§ **TO BE DONE**: Reproduce the following forum thread about MySQL GROUP BY word for word, from start to finish.

§ **DOCUMENT TEXT**:
Reputation: 13110
More of a question of interest than something I'm looking to use
Say I run the following query:
SELECT su.id, su.name, sua.line_1, sua.line_2
FROM site_user su
JOIN site_user_address sua
ON sua.user_id = su.id
WHERE su.id = 1
GROUP BY su.id /* id is the PK for site_user */
Are sua.line_1
and sua.line_2
guaranteed to come back from the same site_user_address
row?
I'm aware that, at the very least, the site_user_address
row is arbitrarily selected
I couldn't find anything in the docs, and can't think of a reliable way to test this
UPDATE
This is not a duplicate as far as I'm aware.. I'm wondering if the arbitrary selection of a value will come from the same arbitrarily selected row when choosing two different columns from the same table
Other questions seem to be less specific, and more directed towards the arbitrary selection of both row and value of one or more non-aggregate columns
Upvotes: 3
Views: 65
Reputation: 108651
You are indeed exploiting the notorious non-standard MySQL implementation of GROUP BY
. Read this for more info https://dev.mysql.com/doc/refman/8.0/en/group-by-handling.html
Your query is equivalent to using ANY_VALUE()
for the values from the second table, like this.
SELECT su.id, su.name,
ANY_VALUE(sua.line_1) line_1,
ANY_VALUE(sua.line_2) line_2
FROM site_user su
JOIN site_user_address sua
ON sua.user_id = su.id
WHERE su.id = 1
GROUP BY su.id
As long as site_user.id is unique for each row, you'll get the right name because it's dependent on the id value.

§ **DATASET ROWS**:
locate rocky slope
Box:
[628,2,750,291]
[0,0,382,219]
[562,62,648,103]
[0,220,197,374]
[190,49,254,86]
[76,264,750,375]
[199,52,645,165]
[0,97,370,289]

§ **THE REPLY**:
Reputation: 13110
More of a question of interest than something I'm looking to use
Say I run the following query:
SELECT su.id, su.name, sua.line_1, sua.line_2
FROM site_user su
JOIN site_user_address sua
ON sua.user_id = su.id
WHERE su.id = 1
GROUP BY su.id /* id is the PK for site_user */
Are sua.line_1
and sua.line_2
guaranteed to come back from the same site_user_address
row?
I'm aware that, at the very least, the site_user_address
row is arbitrarily selected
I couldn't find anything in the docs, and can't think of a reliable way to test this
UPDATE
This is not a duplicate as far as I'm aware.. I'm wondering if the arbitrary selection of a value will come from the same arbitrarily selected row when choosing two different columns from the same table
Other questions seem to be less specific, and more directed towards the arbitrary selection of both row and value of one or more non-aggregate columns
Upvotes: 3
Views: 65
Reputation: 108651
You are indeed exploiting the notorious non-standard MySQL implementation of GROUP BY
. Read this for more info https://dev.mysql.com/doc/refman/8.0/en/group-by-handling.html
Your query is equivalent to using ANY_VALUE()
for the values from the second table, like this.
SELECT su.id, su.name,
ANY_VALUE(sua.line_1) line_1,
ANY_VALUE(sua.line_2) line_2
FROM site_user su
JOIN site_user_address sua
ON sua.user_id = su.id
WHERE su.id = 1
GROUP BY su.id
As long as site_user.id is unique for each row, you'll get the right name because it's dependent on the id value.